#### [Work instructions]
Reproduce the whole listing below character for character, with every line and line break kept as it stands.

#### [Data excerpts]
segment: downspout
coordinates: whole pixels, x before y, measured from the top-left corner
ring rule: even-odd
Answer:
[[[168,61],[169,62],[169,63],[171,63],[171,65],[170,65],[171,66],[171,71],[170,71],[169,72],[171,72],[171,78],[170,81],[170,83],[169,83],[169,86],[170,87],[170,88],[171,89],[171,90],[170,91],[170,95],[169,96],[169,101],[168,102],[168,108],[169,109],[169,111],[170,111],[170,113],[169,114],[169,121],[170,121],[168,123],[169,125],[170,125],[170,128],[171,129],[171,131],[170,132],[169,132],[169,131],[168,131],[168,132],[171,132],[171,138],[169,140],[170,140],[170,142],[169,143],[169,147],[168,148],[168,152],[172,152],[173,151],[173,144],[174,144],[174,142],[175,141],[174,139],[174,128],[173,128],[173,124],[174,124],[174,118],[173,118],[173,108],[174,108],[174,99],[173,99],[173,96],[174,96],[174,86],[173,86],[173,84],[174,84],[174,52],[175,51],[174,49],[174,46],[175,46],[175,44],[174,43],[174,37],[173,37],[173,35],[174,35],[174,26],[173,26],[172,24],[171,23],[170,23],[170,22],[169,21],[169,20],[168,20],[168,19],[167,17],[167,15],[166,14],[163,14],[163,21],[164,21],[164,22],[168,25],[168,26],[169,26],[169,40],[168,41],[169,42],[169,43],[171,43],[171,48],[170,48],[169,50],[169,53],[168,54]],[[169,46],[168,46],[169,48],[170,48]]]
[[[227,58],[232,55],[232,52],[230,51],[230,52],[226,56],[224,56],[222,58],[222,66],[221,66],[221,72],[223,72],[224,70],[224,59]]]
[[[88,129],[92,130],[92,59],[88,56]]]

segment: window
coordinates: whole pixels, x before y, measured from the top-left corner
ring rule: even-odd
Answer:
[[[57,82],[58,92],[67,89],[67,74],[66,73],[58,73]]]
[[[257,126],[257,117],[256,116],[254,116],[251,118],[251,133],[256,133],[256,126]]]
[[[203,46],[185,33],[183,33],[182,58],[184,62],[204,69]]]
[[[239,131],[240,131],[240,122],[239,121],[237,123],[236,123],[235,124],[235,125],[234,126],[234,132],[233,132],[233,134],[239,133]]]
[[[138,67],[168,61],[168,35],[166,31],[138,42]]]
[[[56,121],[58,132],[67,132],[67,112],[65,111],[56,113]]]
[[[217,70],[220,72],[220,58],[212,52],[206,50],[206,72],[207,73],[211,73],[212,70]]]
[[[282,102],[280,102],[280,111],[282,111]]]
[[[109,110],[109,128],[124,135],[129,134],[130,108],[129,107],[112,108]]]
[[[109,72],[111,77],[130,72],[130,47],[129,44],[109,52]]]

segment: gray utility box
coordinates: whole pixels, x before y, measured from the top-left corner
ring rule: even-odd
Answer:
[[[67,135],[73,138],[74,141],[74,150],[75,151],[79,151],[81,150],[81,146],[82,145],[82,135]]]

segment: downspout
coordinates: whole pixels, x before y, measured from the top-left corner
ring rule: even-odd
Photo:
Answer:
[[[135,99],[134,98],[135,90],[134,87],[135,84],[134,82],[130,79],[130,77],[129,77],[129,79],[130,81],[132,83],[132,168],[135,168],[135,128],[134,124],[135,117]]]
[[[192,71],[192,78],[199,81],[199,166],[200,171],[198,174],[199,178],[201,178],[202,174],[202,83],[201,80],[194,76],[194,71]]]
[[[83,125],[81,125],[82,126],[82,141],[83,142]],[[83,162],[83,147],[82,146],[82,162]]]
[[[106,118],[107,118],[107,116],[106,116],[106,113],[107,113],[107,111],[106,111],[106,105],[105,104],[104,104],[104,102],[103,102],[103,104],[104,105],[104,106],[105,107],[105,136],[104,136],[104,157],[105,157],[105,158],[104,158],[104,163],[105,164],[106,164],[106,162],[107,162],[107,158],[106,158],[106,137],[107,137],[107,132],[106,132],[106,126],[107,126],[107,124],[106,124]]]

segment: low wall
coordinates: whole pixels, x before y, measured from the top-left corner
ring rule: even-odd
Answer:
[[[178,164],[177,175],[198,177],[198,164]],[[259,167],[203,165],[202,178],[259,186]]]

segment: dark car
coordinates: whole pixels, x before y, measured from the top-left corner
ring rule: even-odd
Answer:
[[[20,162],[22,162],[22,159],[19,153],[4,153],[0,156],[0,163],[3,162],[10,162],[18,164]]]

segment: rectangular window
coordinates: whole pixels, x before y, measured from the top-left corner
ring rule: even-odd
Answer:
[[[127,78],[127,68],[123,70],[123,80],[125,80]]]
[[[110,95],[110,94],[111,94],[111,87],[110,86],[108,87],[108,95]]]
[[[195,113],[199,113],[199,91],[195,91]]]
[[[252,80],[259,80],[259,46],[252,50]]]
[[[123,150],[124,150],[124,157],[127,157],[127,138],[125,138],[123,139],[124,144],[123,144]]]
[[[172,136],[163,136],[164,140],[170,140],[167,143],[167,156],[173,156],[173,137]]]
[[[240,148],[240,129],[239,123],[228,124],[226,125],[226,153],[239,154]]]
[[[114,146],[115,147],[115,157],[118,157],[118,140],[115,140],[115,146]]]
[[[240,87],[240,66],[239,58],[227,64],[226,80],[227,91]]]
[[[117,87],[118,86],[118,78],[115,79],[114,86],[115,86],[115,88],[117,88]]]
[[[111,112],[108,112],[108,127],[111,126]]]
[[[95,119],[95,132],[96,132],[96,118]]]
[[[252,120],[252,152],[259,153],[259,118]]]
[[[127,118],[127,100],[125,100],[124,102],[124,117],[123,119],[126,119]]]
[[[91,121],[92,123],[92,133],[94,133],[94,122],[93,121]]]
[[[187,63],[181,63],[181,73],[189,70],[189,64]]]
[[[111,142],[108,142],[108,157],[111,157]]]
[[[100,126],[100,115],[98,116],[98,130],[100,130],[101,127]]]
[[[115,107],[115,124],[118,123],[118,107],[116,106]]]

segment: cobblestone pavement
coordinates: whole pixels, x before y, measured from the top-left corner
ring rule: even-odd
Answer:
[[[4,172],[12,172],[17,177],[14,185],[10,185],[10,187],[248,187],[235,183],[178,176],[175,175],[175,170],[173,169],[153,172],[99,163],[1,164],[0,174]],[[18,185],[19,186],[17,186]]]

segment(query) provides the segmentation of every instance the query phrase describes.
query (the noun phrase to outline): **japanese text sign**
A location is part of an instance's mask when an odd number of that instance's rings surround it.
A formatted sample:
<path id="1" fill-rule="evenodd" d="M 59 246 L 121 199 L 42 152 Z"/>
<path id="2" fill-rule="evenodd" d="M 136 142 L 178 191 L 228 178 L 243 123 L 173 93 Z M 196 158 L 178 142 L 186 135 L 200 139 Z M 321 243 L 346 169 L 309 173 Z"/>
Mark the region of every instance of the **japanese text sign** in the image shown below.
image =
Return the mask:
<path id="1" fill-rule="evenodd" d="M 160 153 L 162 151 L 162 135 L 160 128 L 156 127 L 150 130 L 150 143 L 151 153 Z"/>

#### [Output]
segment: downspout
coordinates: whole pixels, x before y, measured from the top-left corner
ring rule: even-odd
Answer:
[[[168,61],[169,62],[169,63],[171,63],[171,65],[170,65],[171,66],[171,71],[170,71],[169,72],[171,72],[171,78],[170,81],[170,83],[169,83],[169,86],[170,87],[170,88],[171,89],[171,90],[170,91],[170,95],[169,96],[169,101],[168,102],[168,108],[169,109],[169,111],[170,111],[170,113],[169,114],[169,121],[170,121],[168,123],[169,125],[170,125],[170,128],[171,129],[171,131],[170,132],[169,132],[169,131],[168,131],[168,132],[171,132],[171,138],[169,140],[170,140],[170,142],[169,143],[169,147],[168,148],[168,152],[172,152],[173,151],[173,144],[174,144],[174,142],[175,141],[174,139],[174,128],[173,128],[173,124],[174,124],[174,118],[173,118],[173,108],[174,108],[174,99],[173,99],[173,96],[174,96],[174,86],[173,86],[173,84],[174,84],[174,52],[175,51],[174,49],[174,46],[175,46],[175,44],[174,43],[174,37],[173,37],[173,35],[174,35],[174,26],[173,26],[172,24],[171,23],[170,23],[170,22],[169,21],[169,20],[168,20],[168,19],[167,17],[167,15],[166,14],[163,14],[163,21],[164,21],[164,22],[168,25],[168,26],[169,26],[169,40],[168,41],[169,42],[169,43],[171,43],[171,48],[170,48],[169,50],[169,53],[168,54]],[[169,46],[168,46],[169,48],[170,48]]]
[[[227,58],[232,55],[232,52],[230,51],[230,52],[226,56],[224,56],[222,58],[222,66],[221,66],[221,72],[223,72],[224,70],[224,59]]]
[[[88,129],[92,130],[92,59],[88,56]]]

segment: window
coordinates: whole pixels, x before y, measured from the top-left corner
ring rule: even-odd
Answer:
[[[57,82],[58,92],[67,89],[67,74],[66,73],[58,73]]]
[[[257,126],[257,117],[256,116],[254,116],[251,118],[251,133],[256,133],[256,126]]]
[[[203,46],[185,33],[183,33],[182,58],[184,62],[204,69]]]
[[[239,131],[240,131],[240,122],[239,121],[237,123],[236,123],[235,124],[235,125],[234,126],[234,132],[233,132],[233,134],[239,133]]]
[[[138,67],[168,61],[168,35],[166,31],[138,42]]]
[[[56,121],[58,132],[67,132],[67,112],[65,111],[56,113]]]
[[[217,70],[220,72],[220,58],[212,52],[206,50],[206,72],[207,73],[211,73],[212,70]]]
[[[282,102],[280,102],[280,111],[282,111]]]
[[[109,110],[109,128],[124,135],[129,134],[130,108],[129,107],[112,108]]]
[[[109,72],[111,77],[130,72],[130,47],[129,44],[109,52]]]

segment: gray utility box
coordinates: whole pixels, x before y, measured from the top-left corner
ring rule: even-odd
Answer:
[[[67,135],[73,138],[74,141],[74,150],[75,151],[79,151],[81,150],[81,146],[82,145],[82,135]]]

segment: downspout
coordinates: whole pixels, x before y, measured from the top-left corner
ring rule: even-odd
Photo:
Answer:
[[[135,99],[134,98],[135,90],[134,87],[135,84],[134,82],[130,79],[130,77],[129,77],[129,79],[130,81],[132,83],[132,168],[135,168],[135,128],[134,124],[135,117]]]
[[[192,71],[192,78],[199,81],[199,166],[200,171],[198,174],[199,178],[201,178],[202,174],[202,83],[201,80],[194,76],[194,71]]]
[[[83,125],[81,125],[82,126],[82,141],[83,142]],[[83,162],[83,147],[82,146],[82,162]]]
[[[106,118],[107,118],[107,116],[106,116],[106,113],[107,113],[107,111],[106,111],[106,105],[105,104],[104,104],[104,102],[103,102],[103,104],[104,105],[104,106],[105,107],[105,136],[104,136],[104,157],[105,157],[105,158],[104,158],[104,163],[105,164],[106,164],[106,162],[107,162],[107,158],[106,158],[106,137],[107,137],[107,132],[106,132],[106,126],[107,126],[107,124],[106,124]]]

segment: low wall
coordinates: whole pixels, x before y, measured from the top-left corner
ring rule: even-odd
Answer:
[[[178,164],[177,175],[198,177],[198,164]],[[259,167],[203,165],[202,178],[259,186]]]

segment: dark car
coordinates: whole pixels, x before y, measured from the top-left corner
ring rule: even-odd
Answer:
[[[20,162],[22,162],[22,159],[19,153],[4,153],[0,156],[0,163],[3,162],[10,162],[18,164]]]

segment: rectangular window
coordinates: whole pixels, x before y, measured from the top-left corner
ring rule: even-odd
Answer:
[[[127,78],[127,68],[123,70],[123,80],[125,80]]]
[[[110,95],[110,94],[111,94],[111,87],[110,86],[108,87],[108,95]]]
[[[195,113],[199,113],[199,91],[195,91]]]
[[[252,80],[259,80],[259,46],[252,50]]]
[[[123,150],[124,150],[124,157],[127,157],[127,138],[125,138],[123,139],[124,144],[123,144]]]
[[[172,136],[163,136],[164,140],[170,140],[167,143],[167,156],[173,156],[173,137]]]
[[[240,148],[240,129],[239,123],[228,124],[226,125],[226,153],[239,154]]]
[[[114,146],[115,147],[115,157],[118,157],[118,140],[115,140],[115,146]]]
[[[240,87],[240,66],[239,58],[227,64],[226,80],[227,91]]]
[[[117,87],[118,86],[118,78],[115,79],[114,86],[115,86],[115,88],[117,88]]]
[[[111,112],[108,112],[108,127],[111,126]]]
[[[95,119],[95,132],[96,132],[96,118]]]
[[[252,120],[252,152],[259,153],[259,118]]]
[[[127,118],[127,100],[125,100],[124,102],[124,117],[123,119],[126,119]]]
[[[91,121],[92,123],[92,133],[94,133],[94,122],[93,121]]]
[[[187,63],[181,63],[181,73],[189,70],[189,64]]]
[[[111,142],[108,142],[108,157],[111,157]]]
[[[100,126],[100,115],[98,116],[98,130],[100,130],[101,127]]]
[[[115,107],[115,124],[118,123],[118,107],[116,106]]]

segment: cobblestone pavement
coordinates: whole pixels, x before y, measured from the top-left corner
ring rule: even-odd
Answer:
[[[4,172],[12,172],[17,177],[14,185],[10,185],[10,187],[248,187],[235,183],[178,176],[175,175],[175,170],[173,169],[153,172],[99,163],[1,164],[0,174]],[[18,185],[19,186],[17,186]]]

segment(query) provides the segmentation of every instance the query phrase describes.
query (the noun phrase to outline): **japanese text sign**
A location is part of an instance's mask when an odd number of that instance's rings surround it.
A formatted sample:
<path id="1" fill-rule="evenodd" d="M 59 246 L 121 199 L 42 152 Z"/>
<path id="2" fill-rule="evenodd" d="M 136 142 L 178 191 L 228 178 L 243 123 L 173 93 Z M 196 158 L 178 142 L 186 135 L 200 139 Z M 321 243 L 346 169 L 309 173 Z"/>
Mark the region of every instance of the **japanese text sign** in the image shown below.
image =
Return the mask:
<path id="1" fill-rule="evenodd" d="M 160 153 L 162 151 L 162 135 L 160 128 L 156 127 L 150 130 L 150 143 L 151 153 Z"/>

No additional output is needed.